» **EXERCISE TASK**
Look below for the line containing "Task: indicate the bathroom vanity.". Output it and each remaining line of the entries exactly, and nothing else.

--- Start PROVIDED DATA ---

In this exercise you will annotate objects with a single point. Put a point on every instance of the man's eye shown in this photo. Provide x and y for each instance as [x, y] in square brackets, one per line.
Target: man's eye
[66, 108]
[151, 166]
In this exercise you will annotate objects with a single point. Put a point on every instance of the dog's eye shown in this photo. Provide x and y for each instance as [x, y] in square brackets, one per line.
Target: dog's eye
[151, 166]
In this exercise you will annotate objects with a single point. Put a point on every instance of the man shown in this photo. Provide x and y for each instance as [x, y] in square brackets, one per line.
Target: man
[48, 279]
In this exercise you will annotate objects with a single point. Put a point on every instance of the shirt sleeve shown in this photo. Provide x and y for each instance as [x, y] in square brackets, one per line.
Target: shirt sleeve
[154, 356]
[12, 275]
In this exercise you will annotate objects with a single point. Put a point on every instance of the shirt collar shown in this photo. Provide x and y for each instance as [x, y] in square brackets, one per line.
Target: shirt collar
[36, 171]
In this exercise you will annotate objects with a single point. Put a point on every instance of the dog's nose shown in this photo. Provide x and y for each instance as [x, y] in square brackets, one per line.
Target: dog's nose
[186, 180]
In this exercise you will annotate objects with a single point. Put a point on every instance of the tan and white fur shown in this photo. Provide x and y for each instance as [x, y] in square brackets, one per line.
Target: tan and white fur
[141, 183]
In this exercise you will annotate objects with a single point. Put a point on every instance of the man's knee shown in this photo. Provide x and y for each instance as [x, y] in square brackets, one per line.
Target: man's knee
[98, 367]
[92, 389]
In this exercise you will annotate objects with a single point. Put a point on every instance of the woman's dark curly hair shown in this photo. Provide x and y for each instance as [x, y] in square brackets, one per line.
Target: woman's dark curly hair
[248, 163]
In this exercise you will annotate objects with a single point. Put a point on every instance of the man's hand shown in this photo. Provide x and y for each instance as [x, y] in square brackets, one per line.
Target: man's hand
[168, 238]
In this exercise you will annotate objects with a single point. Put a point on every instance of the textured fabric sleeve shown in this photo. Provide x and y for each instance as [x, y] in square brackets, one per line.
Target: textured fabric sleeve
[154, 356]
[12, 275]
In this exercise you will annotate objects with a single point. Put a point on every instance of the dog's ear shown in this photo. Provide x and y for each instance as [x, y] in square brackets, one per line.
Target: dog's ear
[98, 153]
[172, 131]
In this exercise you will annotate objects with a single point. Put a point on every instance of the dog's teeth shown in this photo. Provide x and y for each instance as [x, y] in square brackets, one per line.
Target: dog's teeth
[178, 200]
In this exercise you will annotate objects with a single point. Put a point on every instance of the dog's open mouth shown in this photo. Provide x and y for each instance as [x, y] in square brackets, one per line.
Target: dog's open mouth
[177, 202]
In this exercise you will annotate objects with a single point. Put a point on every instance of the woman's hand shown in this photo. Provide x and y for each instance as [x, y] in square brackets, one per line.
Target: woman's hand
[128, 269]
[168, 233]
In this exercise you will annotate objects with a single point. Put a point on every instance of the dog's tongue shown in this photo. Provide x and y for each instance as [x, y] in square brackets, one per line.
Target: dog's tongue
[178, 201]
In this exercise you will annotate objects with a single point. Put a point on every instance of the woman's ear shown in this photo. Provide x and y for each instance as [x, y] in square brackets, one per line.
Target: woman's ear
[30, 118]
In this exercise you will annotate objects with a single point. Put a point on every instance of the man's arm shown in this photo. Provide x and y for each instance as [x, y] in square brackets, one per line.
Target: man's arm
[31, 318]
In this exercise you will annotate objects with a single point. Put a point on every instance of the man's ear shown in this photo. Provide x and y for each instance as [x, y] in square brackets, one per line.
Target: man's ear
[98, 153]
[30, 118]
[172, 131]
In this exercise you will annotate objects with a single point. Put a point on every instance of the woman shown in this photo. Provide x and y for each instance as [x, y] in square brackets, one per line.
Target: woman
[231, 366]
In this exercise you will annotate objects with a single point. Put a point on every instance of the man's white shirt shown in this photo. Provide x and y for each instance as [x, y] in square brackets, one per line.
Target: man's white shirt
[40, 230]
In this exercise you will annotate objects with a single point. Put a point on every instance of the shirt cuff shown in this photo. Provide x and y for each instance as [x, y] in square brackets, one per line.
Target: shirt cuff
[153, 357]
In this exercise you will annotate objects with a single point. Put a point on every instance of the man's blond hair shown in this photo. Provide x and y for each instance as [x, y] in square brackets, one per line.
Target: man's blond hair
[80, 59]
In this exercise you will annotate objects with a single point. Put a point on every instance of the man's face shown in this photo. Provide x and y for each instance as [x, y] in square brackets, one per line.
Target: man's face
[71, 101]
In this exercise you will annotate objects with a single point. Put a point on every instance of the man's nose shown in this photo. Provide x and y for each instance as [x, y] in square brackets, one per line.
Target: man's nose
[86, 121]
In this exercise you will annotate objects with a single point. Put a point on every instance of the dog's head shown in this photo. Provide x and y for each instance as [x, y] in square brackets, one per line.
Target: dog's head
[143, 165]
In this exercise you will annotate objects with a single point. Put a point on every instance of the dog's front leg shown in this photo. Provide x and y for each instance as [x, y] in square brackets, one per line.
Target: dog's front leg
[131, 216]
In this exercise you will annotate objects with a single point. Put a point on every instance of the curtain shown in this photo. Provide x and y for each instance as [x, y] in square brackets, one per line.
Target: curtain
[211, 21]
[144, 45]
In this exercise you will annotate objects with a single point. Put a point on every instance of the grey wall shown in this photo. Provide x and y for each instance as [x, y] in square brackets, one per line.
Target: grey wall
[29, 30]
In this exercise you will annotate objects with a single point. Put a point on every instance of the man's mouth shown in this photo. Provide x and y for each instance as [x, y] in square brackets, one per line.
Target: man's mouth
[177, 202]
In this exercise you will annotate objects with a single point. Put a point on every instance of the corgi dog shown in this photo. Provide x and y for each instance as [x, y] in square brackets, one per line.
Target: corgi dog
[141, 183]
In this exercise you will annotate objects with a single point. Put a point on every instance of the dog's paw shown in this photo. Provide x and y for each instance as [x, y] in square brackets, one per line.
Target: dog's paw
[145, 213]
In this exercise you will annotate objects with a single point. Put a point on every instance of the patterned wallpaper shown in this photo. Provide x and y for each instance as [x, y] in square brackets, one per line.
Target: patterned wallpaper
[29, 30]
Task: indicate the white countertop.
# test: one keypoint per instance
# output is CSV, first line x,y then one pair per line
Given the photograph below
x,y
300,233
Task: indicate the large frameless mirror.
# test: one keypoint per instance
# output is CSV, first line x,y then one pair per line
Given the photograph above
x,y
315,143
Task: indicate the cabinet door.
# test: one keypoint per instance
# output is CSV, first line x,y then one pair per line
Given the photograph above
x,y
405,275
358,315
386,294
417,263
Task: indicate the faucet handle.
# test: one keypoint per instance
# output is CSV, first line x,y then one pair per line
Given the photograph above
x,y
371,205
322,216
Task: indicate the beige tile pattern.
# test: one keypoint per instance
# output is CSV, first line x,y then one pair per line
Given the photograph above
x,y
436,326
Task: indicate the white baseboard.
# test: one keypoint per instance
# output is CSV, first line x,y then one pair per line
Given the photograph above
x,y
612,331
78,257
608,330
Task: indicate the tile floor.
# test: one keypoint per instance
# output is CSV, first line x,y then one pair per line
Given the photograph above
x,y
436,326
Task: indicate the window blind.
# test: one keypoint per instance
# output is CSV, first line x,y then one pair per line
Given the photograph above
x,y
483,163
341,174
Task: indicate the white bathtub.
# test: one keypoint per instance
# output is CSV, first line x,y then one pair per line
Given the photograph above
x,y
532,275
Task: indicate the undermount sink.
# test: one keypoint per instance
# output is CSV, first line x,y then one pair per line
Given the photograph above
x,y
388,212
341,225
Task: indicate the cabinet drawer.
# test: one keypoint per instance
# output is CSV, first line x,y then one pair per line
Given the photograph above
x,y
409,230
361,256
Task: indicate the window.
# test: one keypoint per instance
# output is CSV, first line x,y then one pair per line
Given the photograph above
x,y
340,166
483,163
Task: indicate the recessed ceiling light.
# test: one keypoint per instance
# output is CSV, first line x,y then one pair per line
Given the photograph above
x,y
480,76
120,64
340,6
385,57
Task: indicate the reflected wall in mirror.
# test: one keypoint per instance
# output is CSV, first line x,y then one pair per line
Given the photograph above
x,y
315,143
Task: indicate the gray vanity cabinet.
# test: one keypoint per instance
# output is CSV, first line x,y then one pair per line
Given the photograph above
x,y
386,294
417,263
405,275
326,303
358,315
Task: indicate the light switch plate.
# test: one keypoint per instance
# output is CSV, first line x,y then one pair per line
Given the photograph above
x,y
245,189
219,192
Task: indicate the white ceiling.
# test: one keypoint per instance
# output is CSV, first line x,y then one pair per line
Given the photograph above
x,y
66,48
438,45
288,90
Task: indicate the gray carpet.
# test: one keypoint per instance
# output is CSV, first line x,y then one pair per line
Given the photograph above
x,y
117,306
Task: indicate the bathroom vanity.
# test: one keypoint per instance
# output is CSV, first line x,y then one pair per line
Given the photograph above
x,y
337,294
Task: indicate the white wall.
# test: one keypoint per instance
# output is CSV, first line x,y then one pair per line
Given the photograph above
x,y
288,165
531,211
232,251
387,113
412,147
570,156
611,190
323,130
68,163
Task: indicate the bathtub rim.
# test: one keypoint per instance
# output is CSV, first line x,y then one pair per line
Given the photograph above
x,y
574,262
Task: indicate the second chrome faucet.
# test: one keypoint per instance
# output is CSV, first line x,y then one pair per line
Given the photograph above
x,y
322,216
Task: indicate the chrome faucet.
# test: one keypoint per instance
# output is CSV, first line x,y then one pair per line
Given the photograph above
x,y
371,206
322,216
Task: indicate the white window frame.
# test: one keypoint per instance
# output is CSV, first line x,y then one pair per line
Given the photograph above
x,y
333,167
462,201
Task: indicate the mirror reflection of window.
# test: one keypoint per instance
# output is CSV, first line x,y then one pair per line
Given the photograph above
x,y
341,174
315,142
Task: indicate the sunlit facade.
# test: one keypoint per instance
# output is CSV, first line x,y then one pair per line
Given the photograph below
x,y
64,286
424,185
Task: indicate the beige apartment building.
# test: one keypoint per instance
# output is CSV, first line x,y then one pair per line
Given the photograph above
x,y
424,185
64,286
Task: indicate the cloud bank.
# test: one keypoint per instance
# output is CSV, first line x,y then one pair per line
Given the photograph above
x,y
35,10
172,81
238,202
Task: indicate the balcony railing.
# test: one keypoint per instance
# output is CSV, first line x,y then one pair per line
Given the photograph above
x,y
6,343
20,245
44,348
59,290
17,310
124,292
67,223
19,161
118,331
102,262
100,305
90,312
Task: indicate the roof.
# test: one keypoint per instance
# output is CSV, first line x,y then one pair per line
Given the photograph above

--- End PROVIDED DATA ---

» **WRITTEN SOLUTION**
Task: indicate the bathroom vanity.
# test: one keypoint per instance
# output is CSV, first line x,y then one pair per line
Given the photograph above
x,y
337,294
Task: indicate the white wall.
# test: one keypoint per instance
# output is CSV, first line x,y then one pair per line
Given the photograph above
x,y
288,165
531,211
232,251
387,113
412,147
570,156
611,190
323,130
68,163
Task: indicate the bathtub rim.
# test: one keypoint per instance
# output is CSV, first line x,y then one pair per line
Given the photograph above
x,y
574,262
Task: indicate the second chrome faucet.
# test: one keypoint per instance
# output is CSV, first line x,y then one pair per line
Given the photograph above
x,y
322,216
Task: indicate the chrome faucet.
# test: one keypoint per instance
# output is CSV, first line x,y then one pair per line
Given the photograph above
x,y
371,206
322,216
Task: indicate the white window frame.
# test: one keypoint per instance
# output is CSV, first line x,y then one pair per line
Given the photograph above
x,y
333,167
462,201
Task: indicate the mirror reflection of window.
# test: one keypoint per instance
# output is CSV, first line x,y then one pair per line
Given the photograph above
x,y
341,174
315,142
Task: indicate the sunlit facade.
# test: one keypoint per instance
# output is CSV, first line x,y then one pair per line
Given the photograph below
x,y
64,286
424,185
Task: indicate the beige apartment building.
# test: one keypoint per instance
# output is CSV, first line x,y then one pair per line
Given the photograph above
x,y
424,185
64,286
Task: indicate the cloud bank.
# test: one keypoint per instance
# output is CSV, first line x,y then one pair per line
Given the photograph above
x,y
35,10
172,81
238,202
Task: indicate the balcony railing.
# test: one keypoint per instance
# output is CSV, first line x,y then one pair per line
Given the photograph above
x,y
6,343
20,245
44,348
59,290
17,310
124,292
67,223
19,161
118,331
102,262
100,305
90,312
Task: indicate the roof.
# test: one keypoint per instance
# output is CSV, first line x,y then one pair per line
Given the photograph above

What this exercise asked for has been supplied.